--- Study text ---
------------------------
Created an AI Marker for RiPPLE queries students submitted for assessments. The research paper goes into more detail on the specifics of this project - why it was made, difficulties faced, and future work. It also goes into additional information which is related to the course’s plan to push students to utilize AI in the classroom.
What I did
I was given the CSV information of the students assignment submissions (Post creation & Moderation). I received each of the stuudents submissions and would put it into an GenAI model which had access to the assignment rubric and further information on the course and how it should grade students.
For moderation queries - assessments where the student is grading a fellow peer’s work - I also inputted that into the AI model to ensure the feedback given from the student was relevant to the original assessment made by the student.
The results of doing this can be seen below. More intelligent AI systems (Sonnet) would be considerably better graders then simpler systems (Haiku).
Claude Haiku (Dumb)

Haiku would essentially give full marks to every student irrespective of the quality of their submissions.
Claude Sonnet (Smart)

Sonnet follows a more predictable binomial distribution which evenly spreads students out among the 3-3.5 grade area.
When it comes to in comparison to the Teacher’s mean value mark, Sonnet actually doesn’t perform too much better than Haiku when you consider the difference between the means.
Despite this, it should be obvious to say that giving full marks 100% of the time, while I’m sure the students would enjoy, isn’t an AI marker we want to be encouraging as it isn’t pushing students to learn, refine and improve their work
On reflection, the assessment piece given to students in this course were designed to be completed in a couple of hours, with a focus not on quality, but on listening to the talk, researching and reflecting.
In these conditions, the AI should be understandable and grade the students more leniantly - this shows the importance of teachers being able to preview how AI grades student work, and to further tune it to fit their standards before being given to the students.
Conclusion
The limited timeframe as well as systemic bugs with the original excel data caused progress on this project to be slow for the short period I was working on it.
Resultingly, there is plenty of work that can be done to refine this system further - such as evaluating AI’s outputs better, improving the performance of the AI, and giving further utility to students who are involved in courses which uses similar systems.
The research paper goes into further specifics of what this would entail. Hopefully I’ll make an pdate on this project as it develops down the line.
------------------------
--- Exercise instructions ---
Copy out everything in the AI marker write-up from "Resultingly, there is" down to "down the line.".

--- Given information ---
------------------------
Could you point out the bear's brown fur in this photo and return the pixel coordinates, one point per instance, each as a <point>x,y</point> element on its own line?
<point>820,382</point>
------------------------
--- Solved exercise ---
Resultingly, there is plenty of work that can be done to refine this system further - such as evaluating AI’s outputs better, improving the performance of the AI, and giving further utility to students who are involved in courses which uses similar systems.
The research paper goes into further specifics of what this would entail. Hopefully I’ll make an pdate on this project as it develops down the line.